# Boundary labeling items:
__________________________________________________

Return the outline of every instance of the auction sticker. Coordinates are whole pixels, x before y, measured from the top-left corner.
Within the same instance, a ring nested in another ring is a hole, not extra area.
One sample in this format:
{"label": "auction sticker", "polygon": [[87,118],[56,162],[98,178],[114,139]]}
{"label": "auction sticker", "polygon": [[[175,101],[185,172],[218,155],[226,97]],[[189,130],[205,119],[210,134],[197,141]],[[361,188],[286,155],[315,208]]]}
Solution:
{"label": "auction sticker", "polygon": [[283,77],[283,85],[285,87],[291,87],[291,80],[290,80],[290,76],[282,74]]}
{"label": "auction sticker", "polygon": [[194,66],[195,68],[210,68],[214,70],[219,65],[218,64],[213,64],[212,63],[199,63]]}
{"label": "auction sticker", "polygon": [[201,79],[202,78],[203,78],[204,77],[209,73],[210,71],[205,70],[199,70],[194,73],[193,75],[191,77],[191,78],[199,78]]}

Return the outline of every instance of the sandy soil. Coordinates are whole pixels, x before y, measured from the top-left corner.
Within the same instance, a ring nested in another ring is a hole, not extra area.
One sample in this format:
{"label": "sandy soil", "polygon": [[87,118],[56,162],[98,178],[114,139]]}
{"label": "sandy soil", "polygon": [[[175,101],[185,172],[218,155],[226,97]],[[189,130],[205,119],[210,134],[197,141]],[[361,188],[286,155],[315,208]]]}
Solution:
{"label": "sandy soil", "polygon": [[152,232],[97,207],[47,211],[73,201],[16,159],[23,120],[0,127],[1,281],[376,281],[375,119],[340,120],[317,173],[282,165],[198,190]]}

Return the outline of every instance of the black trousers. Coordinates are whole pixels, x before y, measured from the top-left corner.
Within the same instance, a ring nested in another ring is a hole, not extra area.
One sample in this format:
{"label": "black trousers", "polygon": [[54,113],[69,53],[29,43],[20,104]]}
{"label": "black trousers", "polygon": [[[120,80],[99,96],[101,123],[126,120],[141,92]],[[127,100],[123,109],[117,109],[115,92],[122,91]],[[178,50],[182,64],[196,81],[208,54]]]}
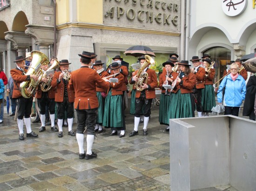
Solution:
{"label": "black trousers", "polygon": [[153,99],[146,99],[141,97],[135,99],[135,116],[140,117],[142,115],[141,111],[142,107],[145,105],[144,108],[144,116],[148,117],[151,114],[151,103]]}
{"label": "black trousers", "polygon": [[87,126],[87,134],[94,135],[98,108],[91,109],[76,109],[77,116],[76,133],[83,134],[85,124]]}
{"label": "black trousers", "polygon": [[37,99],[37,100],[39,108],[40,108],[40,114],[45,114],[47,106],[49,109],[50,114],[55,114],[54,99],[49,99],[48,97],[48,93],[42,92],[42,97],[40,99]]}
{"label": "black trousers", "polygon": [[63,102],[56,102],[57,116],[58,119],[63,119],[65,111],[67,112],[67,119],[74,118],[74,102],[68,102],[67,96],[64,96]]}
{"label": "black trousers", "polygon": [[16,99],[16,103],[18,109],[18,119],[22,120],[23,116],[25,118],[30,117],[33,103],[33,98],[25,98],[23,97]]}
{"label": "black trousers", "polygon": [[193,93],[197,102],[195,103],[196,105],[196,111],[199,112],[202,112],[202,89],[197,89],[194,88],[193,89]]}
{"label": "black trousers", "polygon": [[225,106],[225,113],[224,115],[231,115],[235,116],[238,116],[240,107]]}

__________________________________________________

# OBJECTIVE:
Can you write out the material above again, replacing "whole pixels" with "integer pixels" everywhere it appears, leaving everything else unchanged and omitting the pictures?

# FULL OUTPUT:
Return the outline of every instance of the auction sticker. Coordinates are integer pixels, x before y, measured from the top-left corner.
Within the same instance, a ring nested in another ring is a hole, not extra area.
One sample in this format:
{"label": "auction sticker", "polygon": [[87,118],[56,162],[98,178],[114,139]]}
{"label": "auction sticker", "polygon": [[[175,101],[185,172],[218,155],[226,97]],[[189,130],[205,119],[210,134],[197,141]],[[361,188],[286,155],[315,208]]]}
Solution:
{"label": "auction sticker", "polygon": [[283,77],[283,85],[285,87],[291,87],[291,80],[290,80],[290,76],[282,74]]}
{"label": "auction sticker", "polygon": [[194,66],[195,68],[210,68],[214,70],[219,65],[218,64],[213,64],[212,63],[199,63]]}
{"label": "auction sticker", "polygon": [[201,79],[202,78],[203,78],[204,77],[209,73],[210,71],[205,70],[199,70],[194,73],[193,75],[191,77],[191,78],[199,78]]}

Return the outline of every instance of the sandy soil. Coordinates are integer pixels, x before y, measured from the top-left corner.
Within the same instance, a ring nested in another ring is a hole, not extra area.
One sample in this format:
{"label": "sandy soil", "polygon": [[87,118],[56,162],[98,178],[114,139]]}
{"label": "sandy soil", "polygon": [[[175,101],[185,172],[218,155],[226,97]],[[189,130],[205,119],[210,134],[197,141]],[[361,188],[286,155],[315,208]]]}
Solution:
{"label": "sandy soil", "polygon": [[152,232],[97,207],[47,211],[73,201],[16,159],[23,120],[0,127],[1,281],[376,281],[375,119],[340,120],[317,173],[282,165],[198,190]]}

Return the outline of every instance of the black trousers. Coordinates are integer pixels, x before y, measured from the top-left corner.
Within the same instance, a ring nested in another ring is a hole, not extra area.
One sample in this format:
{"label": "black trousers", "polygon": [[54,113],[69,53],[29,43],[20,104]]}
{"label": "black trousers", "polygon": [[[120,80],[99,96],[101,123],[126,120],[141,92]],[[127,100],[123,109],[117,109],[115,92],[122,91]],[[178,50],[182,64],[196,81],[208,54]]]}
Solution:
{"label": "black trousers", "polygon": [[153,99],[146,99],[141,97],[135,99],[135,116],[140,117],[142,115],[141,111],[142,107],[145,105],[144,108],[144,116],[148,117],[151,114],[151,103]]}
{"label": "black trousers", "polygon": [[87,126],[87,134],[94,135],[98,108],[91,109],[76,109],[77,116],[76,133],[83,134],[85,124]]}
{"label": "black trousers", "polygon": [[37,99],[37,100],[39,108],[40,108],[40,114],[45,114],[47,106],[49,109],[50,114],[55,114],[54,99],[49,99],[48,97],[48,93],[42,92],[42,97],[40,99]]}
{"label": "black trousers", "polygon": [[63,102],[56,102],[57,116],[58,119],[63,119],[65,111],[67,112],[67,119],[74,118],[74,102],[68,102],[67,96],[64,96]]}
{"label": "black trousers", "polygon": [[16,99],[16,103],[18,109],[18,119],[22,120],[23,116],[25,118],[30,117],[33,103],[33,98],[25,98],[23,97]]}
{"label": "black trousers", "polygon": [[193,93],[197,102],[195,103],[196,105],[196,111],[199,112],[202,112],[202,89],[197,89],[194,88],[193,89]]}
{"label": "black trousers", "polygon": [[225,106],[225,113],[224,115],[231,115],[235,116],[238,116],[240,107]]}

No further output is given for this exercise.